START DATA SECTION

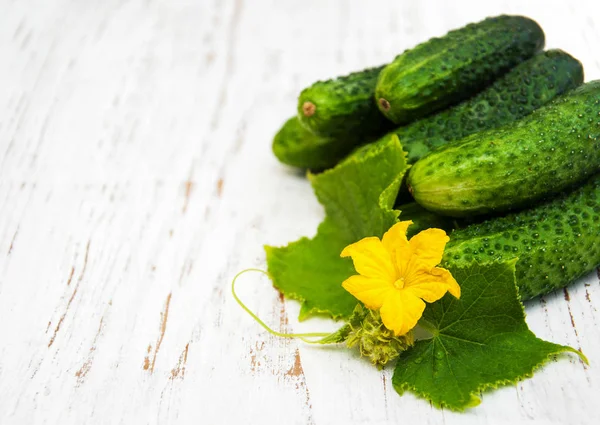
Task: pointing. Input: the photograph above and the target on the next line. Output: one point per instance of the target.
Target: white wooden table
(136, 179)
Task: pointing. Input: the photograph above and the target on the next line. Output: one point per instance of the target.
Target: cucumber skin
(556, 242)
(446, 70)
(296, 146)
(516, 165)
(344, 106)
(516, 94)
(423, 219)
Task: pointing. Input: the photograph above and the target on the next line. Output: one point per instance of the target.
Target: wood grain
(136, 179)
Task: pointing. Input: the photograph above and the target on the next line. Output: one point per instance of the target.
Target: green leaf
(358, 196)
(479, 341)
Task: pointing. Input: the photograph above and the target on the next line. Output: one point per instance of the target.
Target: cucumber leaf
(358, 196)
(479, 341)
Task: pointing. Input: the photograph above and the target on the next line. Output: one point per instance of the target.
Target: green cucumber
(446, 70)
(516, 94)
(556, 242)
(343, 107)
(555, 147)
(423, 219)
(296, 146)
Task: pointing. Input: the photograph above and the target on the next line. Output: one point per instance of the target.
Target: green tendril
(302, 336)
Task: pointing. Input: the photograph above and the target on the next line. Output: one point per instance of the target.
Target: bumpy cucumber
(516, 94)
(296, 146)
(343, 107)
(556, 242)
(446, 70)
(517, 164)
(423, 219)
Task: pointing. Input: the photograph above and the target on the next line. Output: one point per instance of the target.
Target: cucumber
(446, 70)
(516, 94)
(555, 147)
(296, 146)
(423, 219)
(343, 107)
(556, 242)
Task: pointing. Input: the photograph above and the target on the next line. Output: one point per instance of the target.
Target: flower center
(399, 283)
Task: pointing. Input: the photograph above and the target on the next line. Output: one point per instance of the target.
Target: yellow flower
(396, 275)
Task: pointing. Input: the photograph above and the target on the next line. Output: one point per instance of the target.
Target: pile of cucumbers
(500, 135)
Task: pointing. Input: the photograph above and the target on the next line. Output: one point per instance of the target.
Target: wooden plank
(136, 179)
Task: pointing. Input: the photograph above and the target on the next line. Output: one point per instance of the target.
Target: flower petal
(371, 292)
(401, 311)
(371, 259)
(429, 246)
(431, 285)
(396, 236)
(394, 240)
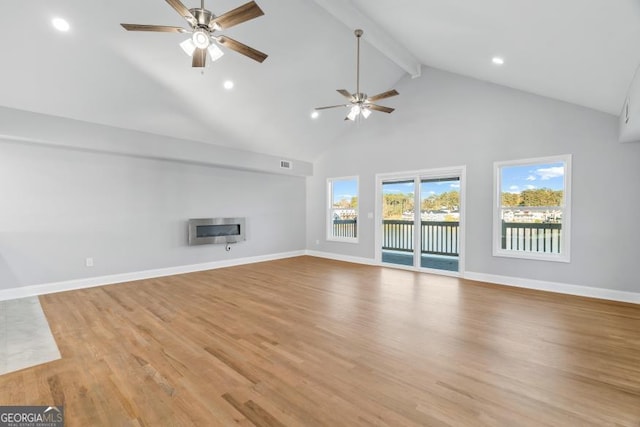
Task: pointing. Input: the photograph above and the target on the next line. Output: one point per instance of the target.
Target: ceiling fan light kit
(361, 105)
(203, 24)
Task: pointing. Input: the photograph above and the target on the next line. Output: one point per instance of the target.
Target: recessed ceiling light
(60, 24)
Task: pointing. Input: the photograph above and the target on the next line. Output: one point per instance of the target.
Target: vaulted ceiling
(580, 51)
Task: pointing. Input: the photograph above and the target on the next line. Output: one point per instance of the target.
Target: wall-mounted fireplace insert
(206, 231)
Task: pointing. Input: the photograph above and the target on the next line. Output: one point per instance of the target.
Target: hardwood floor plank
(313, 342)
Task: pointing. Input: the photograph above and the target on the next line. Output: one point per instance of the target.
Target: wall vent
(286, 164)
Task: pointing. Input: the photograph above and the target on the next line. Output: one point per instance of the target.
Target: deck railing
(531, 237)
(442, 237)
(437, 237)
(345, 228)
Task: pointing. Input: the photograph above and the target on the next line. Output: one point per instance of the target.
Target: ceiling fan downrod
(358, 34)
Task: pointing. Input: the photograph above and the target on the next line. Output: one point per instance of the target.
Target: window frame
(565, 242)
(329, 212)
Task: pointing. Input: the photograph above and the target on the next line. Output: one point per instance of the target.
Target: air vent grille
(286, 164)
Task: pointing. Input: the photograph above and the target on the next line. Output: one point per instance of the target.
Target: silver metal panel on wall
(207, 231)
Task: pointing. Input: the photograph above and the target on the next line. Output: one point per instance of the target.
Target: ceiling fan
(203, 24)
(360, 103)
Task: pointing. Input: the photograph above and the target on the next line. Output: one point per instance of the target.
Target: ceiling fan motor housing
(203, 16)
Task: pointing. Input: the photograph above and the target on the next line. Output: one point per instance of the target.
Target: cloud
(548, 173)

END DATA SECTION

**ASSIGNMENT:**
Retype all the data exactly, please, without pictures.

**RESPONSE TO THE TASK:**
Task: pointing. Input: the photograph above and the target on the next line. Output: one point per instance of the target.
Target: white wooden table
(136, 179)
Task: pointing. Input: the photograph above and the target on the next line. Output: one point per instance of the target.
Target: cucumber skin
(556, 242)
(446, 70)
(296, 146)
(516, 165)
(344, 106)
(516, 94)
(423, 219)
Task: pointing. Input: the photograph above and the target on the next line. Output: one point per instance of the target.
Target: wood grain
(136, 179)
Task: pointing. Input: the photograph above and the target on the next line. Output: one point per instance of the target.
Target: green leaf
(358, 196)
(479, 341)
Task: pointing. Input: the photograph above and the target on the next line. Output: one point per instance of the target.
Target: cucumber leaf
(358, 196)
(479, 341)
Task: pointing. Input: the photograph above and the target on the next line. Output: one point per instance of the target.
Target: green cucumber
(446, 70)
(516, 94)
(556, 242)
(343, 107)
(555, 147)
(423, 219)
(296, 146)
Task: pointing. Input: the photograph above and the target on the next line. Output: one point per instance of the target.
Target: green tendril
(302, 336)
Task: pointing. Input: the photograph above and the target on the next line. Output: one point per instance of the target.
Target: bumpy cucumber
(516, 94)
(296, 146)
(343, 107)
(556, 242)
(446, 70)
(517, 164)
(423, 219)
Task: pointing. Input: the photograph above and the target on the next line. Output: one point per instance of the target.
Target: cucumber
(446, 70)
(516, 94)
(555, 147)
(296, 146)
(423, 219)
(343, 107)
(556, 242)
Task: pointing. Input: the photograph above and the target on the next line. Output: one point per instance of the target.
Target: flower center
(399, 283)
Task: pointing. Input: the photograph above and the target on the next line. Output: one point per instance of the target.
Target: yellow flower
(396, 275)
Task: pointing. Input: the photograph above and the target on the next line. Output: one point per instance of the target.
Target: pile of cucumbers
(500, 135)
Task: pointing. Input: the photograph above and the target on the next line. Output: one point per instance of the target.
Target: wooden plank
(136, 179)
Task: pointing. Input: the photograph above and the target on the next line. Output: one point per instance of the target.
Target: flower petal
(371, 292)
(401, 311)
(371, 259)
(429, 246)
(431, 285)
(396, 236)
(394, 240)
Task: pointing. Input: the photograph above and the target on the next line. Output: one point per instance of the target.
Target: ceiling fan light kit
(361, 105)
(203, 24)
Task: pointing. Input: the photograph above and the target on the next line. Output: one point per instance of the target.
Target: recessed ceiling light
(60, 24)
Task: pointing. Input: the photograph above and the target on the next line. Output: one point per instance of the target.
Target: vaulted ceiling
(580, 51)
Task: pointing. Input: the photograph above and the target on the next line. Output: one point per instance of the target.
Target: wall-mounted fireplace insert
(206, 231)
Task: pointing. Input: the photograph above and the target on the next line. Output: one point per instance of the target.
Target: hardwood floor plank
(313, 342)
Task: pointing. Input: the photograph above and the target on the next line. Output: one point per instance of the target.
Target: wall vent
(286, 164)
Task: pointing. Input: the photograph above and the target on the next line. Output: one point per instance of the target.
Target: deck railing
(531, 237)
(442, 237)
(437, 237)
(345, 228)
Task: pointing. Input: the photograph above and the target on the next line. Output: one point per instance of the target.
Target: ceiling fan downrod
(358, 34)
Task: pointing. Input: the photograph above and the target on the next line. Output: one point per instance of the target.
Target: window frame
(565, 242)
(329, 212)
Task: pointing. Input: the photograph above and the target on the next line. Output: one point per instance of the target.
Target: air vent grille
(286, 164)
Task: pointing. Input: the photograph above and the target on the next line. Output: one point per instance of the target.
Target: silver metal panel on wall
(207, 231)
Task: pointing. Input: the photograph above and the target on the next line. Output: one point per instance of the target.
Target: ceiling fan
(203, 24)
(360, 103)
Task: pointing. Input: the photograph above and the target on the next line. Output: one point per instance of the target.
Target: ceiling fan motor housing
(203, 16)
Task: pointing. Input: the photograph above and the target on the next line. Output: one point per instance of the target.
Target: cloud
(548, 173)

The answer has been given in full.